> Work to be completed: Find each line in the data below that contains the word "wheel" and copy those lines in their original order.

> Listed records:
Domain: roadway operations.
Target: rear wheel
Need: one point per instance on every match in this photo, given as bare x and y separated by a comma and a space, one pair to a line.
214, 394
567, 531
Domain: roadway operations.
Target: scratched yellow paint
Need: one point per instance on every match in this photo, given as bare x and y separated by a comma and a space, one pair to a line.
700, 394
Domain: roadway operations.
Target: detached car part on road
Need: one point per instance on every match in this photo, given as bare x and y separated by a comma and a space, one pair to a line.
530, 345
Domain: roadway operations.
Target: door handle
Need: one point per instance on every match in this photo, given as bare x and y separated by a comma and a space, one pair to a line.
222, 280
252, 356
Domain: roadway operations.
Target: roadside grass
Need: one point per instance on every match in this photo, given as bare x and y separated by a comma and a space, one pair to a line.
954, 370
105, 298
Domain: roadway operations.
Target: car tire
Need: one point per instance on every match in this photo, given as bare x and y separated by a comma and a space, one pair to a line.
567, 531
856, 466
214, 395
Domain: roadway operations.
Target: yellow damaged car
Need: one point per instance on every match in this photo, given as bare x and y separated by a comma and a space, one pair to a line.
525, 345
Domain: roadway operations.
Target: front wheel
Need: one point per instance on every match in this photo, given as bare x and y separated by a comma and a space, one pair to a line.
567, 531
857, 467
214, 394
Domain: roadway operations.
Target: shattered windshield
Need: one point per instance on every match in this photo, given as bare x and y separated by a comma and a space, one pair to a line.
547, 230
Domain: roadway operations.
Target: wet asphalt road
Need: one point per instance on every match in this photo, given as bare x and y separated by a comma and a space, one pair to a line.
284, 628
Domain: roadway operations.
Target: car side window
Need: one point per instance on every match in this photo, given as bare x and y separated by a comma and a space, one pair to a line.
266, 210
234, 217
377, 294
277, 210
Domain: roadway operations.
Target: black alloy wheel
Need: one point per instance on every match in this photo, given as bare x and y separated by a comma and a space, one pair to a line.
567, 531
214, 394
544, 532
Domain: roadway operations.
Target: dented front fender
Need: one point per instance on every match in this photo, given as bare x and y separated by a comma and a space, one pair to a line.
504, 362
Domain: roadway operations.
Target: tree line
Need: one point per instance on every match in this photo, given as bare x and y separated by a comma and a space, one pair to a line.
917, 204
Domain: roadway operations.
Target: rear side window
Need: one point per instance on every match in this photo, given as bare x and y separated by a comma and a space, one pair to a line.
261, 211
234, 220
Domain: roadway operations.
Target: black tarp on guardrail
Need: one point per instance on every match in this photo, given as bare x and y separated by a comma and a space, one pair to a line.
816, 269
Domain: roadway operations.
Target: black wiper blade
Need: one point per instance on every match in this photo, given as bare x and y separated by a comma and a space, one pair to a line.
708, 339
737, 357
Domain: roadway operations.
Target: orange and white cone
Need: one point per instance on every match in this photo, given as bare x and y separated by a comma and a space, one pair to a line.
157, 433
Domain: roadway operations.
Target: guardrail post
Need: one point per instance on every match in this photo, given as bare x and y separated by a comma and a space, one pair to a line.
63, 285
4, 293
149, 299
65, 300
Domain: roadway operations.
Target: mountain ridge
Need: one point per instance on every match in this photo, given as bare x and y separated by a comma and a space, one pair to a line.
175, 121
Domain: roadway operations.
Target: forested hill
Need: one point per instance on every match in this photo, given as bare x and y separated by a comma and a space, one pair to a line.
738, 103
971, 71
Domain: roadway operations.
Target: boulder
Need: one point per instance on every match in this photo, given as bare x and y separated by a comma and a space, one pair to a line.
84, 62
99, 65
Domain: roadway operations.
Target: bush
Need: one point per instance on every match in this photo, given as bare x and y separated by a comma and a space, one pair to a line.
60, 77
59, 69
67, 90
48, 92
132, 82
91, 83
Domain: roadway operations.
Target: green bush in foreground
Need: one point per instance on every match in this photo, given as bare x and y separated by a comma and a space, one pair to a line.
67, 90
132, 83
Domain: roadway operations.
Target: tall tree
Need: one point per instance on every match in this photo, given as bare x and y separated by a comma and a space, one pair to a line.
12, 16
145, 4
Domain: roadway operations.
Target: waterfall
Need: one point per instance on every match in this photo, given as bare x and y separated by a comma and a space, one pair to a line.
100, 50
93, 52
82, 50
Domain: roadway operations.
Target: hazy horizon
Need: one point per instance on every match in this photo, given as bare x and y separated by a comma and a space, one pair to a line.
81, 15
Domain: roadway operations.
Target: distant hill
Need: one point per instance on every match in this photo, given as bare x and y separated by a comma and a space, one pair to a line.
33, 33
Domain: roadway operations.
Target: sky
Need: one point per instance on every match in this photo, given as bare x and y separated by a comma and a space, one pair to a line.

> Response for this exercise:
Target: rear wheel
Target: front wheel
Target: black alloy wheel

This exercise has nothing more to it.